Records in a dataset:

* start *

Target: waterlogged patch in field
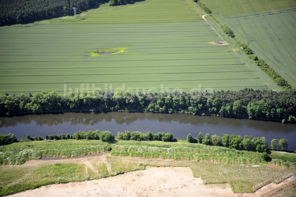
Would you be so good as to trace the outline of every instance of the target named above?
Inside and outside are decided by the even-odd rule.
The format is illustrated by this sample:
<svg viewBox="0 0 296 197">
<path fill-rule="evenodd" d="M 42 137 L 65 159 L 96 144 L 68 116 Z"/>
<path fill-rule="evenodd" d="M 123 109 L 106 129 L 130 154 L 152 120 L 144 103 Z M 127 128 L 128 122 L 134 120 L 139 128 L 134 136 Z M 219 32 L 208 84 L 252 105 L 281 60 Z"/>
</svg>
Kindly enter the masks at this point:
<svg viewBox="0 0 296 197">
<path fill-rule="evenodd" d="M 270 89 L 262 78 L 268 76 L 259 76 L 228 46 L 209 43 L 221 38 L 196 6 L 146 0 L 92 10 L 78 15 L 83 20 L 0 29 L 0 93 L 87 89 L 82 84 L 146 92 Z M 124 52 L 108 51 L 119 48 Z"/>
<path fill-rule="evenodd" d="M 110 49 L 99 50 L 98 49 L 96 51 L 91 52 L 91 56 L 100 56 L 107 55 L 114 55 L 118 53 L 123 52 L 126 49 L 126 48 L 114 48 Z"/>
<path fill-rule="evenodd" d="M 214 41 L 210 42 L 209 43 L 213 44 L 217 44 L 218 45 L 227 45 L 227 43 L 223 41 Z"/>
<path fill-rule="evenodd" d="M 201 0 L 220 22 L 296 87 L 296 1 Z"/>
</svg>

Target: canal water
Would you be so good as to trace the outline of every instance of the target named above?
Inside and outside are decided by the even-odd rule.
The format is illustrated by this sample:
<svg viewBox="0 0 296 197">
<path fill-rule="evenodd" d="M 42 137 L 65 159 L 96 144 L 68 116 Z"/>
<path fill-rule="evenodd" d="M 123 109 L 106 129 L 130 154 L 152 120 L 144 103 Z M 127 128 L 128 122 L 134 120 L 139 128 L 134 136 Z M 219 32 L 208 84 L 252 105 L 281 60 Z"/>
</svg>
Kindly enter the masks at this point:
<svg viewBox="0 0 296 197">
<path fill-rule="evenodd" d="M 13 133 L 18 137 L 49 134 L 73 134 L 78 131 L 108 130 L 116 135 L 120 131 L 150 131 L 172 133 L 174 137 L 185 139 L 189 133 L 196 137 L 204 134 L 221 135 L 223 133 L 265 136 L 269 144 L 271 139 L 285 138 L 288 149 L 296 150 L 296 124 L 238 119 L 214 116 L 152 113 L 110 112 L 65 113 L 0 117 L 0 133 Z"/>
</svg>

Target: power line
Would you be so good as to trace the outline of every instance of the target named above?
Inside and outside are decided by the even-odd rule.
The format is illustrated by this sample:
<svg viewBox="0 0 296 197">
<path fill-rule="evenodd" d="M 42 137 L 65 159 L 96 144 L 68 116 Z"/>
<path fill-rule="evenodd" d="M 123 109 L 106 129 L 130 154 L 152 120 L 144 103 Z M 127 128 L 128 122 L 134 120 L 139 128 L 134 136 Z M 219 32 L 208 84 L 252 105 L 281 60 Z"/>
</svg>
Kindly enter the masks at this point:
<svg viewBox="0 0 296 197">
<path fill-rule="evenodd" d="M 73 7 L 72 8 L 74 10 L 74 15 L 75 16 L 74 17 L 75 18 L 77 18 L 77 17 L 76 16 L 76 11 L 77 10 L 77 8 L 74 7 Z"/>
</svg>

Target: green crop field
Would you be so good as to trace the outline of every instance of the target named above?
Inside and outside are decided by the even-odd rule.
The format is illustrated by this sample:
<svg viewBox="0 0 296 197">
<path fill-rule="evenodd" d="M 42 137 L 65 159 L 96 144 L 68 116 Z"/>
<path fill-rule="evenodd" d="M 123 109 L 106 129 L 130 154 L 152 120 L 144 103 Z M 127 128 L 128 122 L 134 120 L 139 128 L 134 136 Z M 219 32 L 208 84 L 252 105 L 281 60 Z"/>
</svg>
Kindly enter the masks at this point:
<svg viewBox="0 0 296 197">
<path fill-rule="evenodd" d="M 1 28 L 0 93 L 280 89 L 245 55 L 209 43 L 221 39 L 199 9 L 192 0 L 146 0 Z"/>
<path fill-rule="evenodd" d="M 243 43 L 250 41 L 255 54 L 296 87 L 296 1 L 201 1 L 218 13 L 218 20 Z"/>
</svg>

* end *

• _Task description_:
Write out all the records again with "trace" swapped for "draw" everywhere and nothing else changed. Leave the pictures out.

• _Written reply_:
Target: waterlogged patch in field
Would you be so good as to draw the outline of every instance of the target named above?
Inside and outside are decided by the even-odd rule.
The format is illustrated by this sample:
<svg viewBox="0 0 296 197">
<path fill-rule="evenodd" d="M 42 137 L 65 159 L 96 144 L 68 116 Z"/>
<path fill-rule="evenodd" d="M 123 109 L 106 129 L 130 154 L 152 120 L 144 103 Z M 127 128 L 128 122 L 134 120 L 139 128 L 134 136 Z M 219 32 L 208 84 L 252 105 L 281 60 Z"/>
</svg>
Kindly enter the masks at this point:
<svg viewBox="0 0 296 197">
<path fill-rule="evenodd" d="M 270 89 L 262 78 L 268 76 L 259 76 L 228 46 L 209 43 L 221 38 L 196 6 L 146 0 L 92 10 L 78 15 L 83 20 L 0 29 L 0 93 L 87 89 L 82 84 L 146 92 Z M 124 52 L 108 51 L 119 48 Z"/>
<path fill-rule="evenodd" d="M 110 49 L 99 50 L 98 49 L 96 51 L 91 52 L 91 56 L 100 56 L 107 55 L 114 55 L 118 53 L 123 52 L 126 49 L 126 48 L 114 48 Z"/>
<path fill-rule="evenodd" d="M 214 41 L 210 42 L 209 43 L 213 44 L 217 44 L 218 45 L 227 45 L 227 43 L 223 41 Z"/>
<path fill-rule="evenodd" d="M 201 0 L 220 22 L 296 87 L 296 1 Z"/>
</svg>

Target: canal water
Would you be so good as to draw the outline of every instance of the target named above?
Inside and outside are decided by the even-odd rule.
The format is illustrated by this sample:
<svg viewBox="0 0 296 197">
<path fill-rule="evenodd" d="M 42 137 L 65 159 L 96 144 L 68 116 Z"/>
<path fill-rule="evenodd" d="M 123 109 L 106 129 L 130 154 L 152 120 L 144 103 Z M 127 128 L 128 122 L 134 120 L 139 128 L 134 136 Z M 219 32 L 208 84 L 252 105 L 281 60 Z"/>
</svg>
Kindly enter the masks at this point:
<svg viewBox="0 0 296 197">
<path fill-rule="evenodd" d="M 13 133 L 18 137 L 49 134 L 73 134 L 78 131 L 108 130 L 116 135 L 120 131 L 150 131 L 172 133 L 174 137 L 185 139 L 189 133 L 196 137 L 204 134 L 221 135 L 223 133 L 265 136 L 269 144 L 271 139 L 285 138 L 288 149 L 296 150 L 296 124 L 238 119 L 214 116 L 152 113 L 110 112 L 65 113 L 0 117 L 0 133 Z"/>
</svg>

Target: power line
Would you be so good as to draw the outline of every instance of the target named above?
Inside and outside are decided by the even-odd rule.
The format is illustrated by this sample:
<svg viewBox="0 0 296 197">
<path fill-rule="evenodd" d="M 42 137 L 65 159 L 96 144 L 68 116 Z"/>
<path fill-rule="evenodd" d="M 123 109 L 106 129 L 130 154 L 152 120 L 144 103 Z M 127 128 L 128 122 L 134 120 L 139 128 L 134 136 Z M 219 32 L 208 84 L 252 105 L 281 60 Z"/>
</svg>
Kindly enter the masks at this point:
<svg viewBox="0 0 296 197">
<path fill-rule="evenodd" d="M 73 7 L 72 8 L 74 10 L 74 15 L 75 16 L 74 17 L 75 18 L 77 18 L 77 17 L 76 16 L 76 11 L 77 10 L 77 8 L 74 7 Z"/>
</svg>

Target: green crop field
Would you be so good as to draw the outline of every instance of the target named above?
Inside and outside are decided by the even-odd rule.
The format is illustrated by this sample:
<svg viewBox="0 0 296 197">
<path fill-rule="evenodd" d="M 42 137 L 65 159 L 96 144 L 68 116 Z"/>
<path fill-rule="evenodd" d="M 123 109 L 106 129 L 130 154 L 152 120 L 144 103 Z M 127 128 L 128 122 L 134 120 L 139 128 L 134 136 Z M 219 32 L 208 84 L 252 105 L 281 60 Z"/>
</svg>
Kindly enter the masks at this point:
<svg viewBox="0 0 296 197">
<path fill-rule="evenodd" d="M 1 28 L 0 93 L 280 89 L 245 55 L 209 43 L 221 39 L 199 9 L 192 0 L 146 0 Z"/>
<path fill-rule="evenodd" d="M 243 43 L 250 41 L 255 54 L 296 87 L 296 1 L 201 1 L 218 13 L 218 20 Z"/>
</svg>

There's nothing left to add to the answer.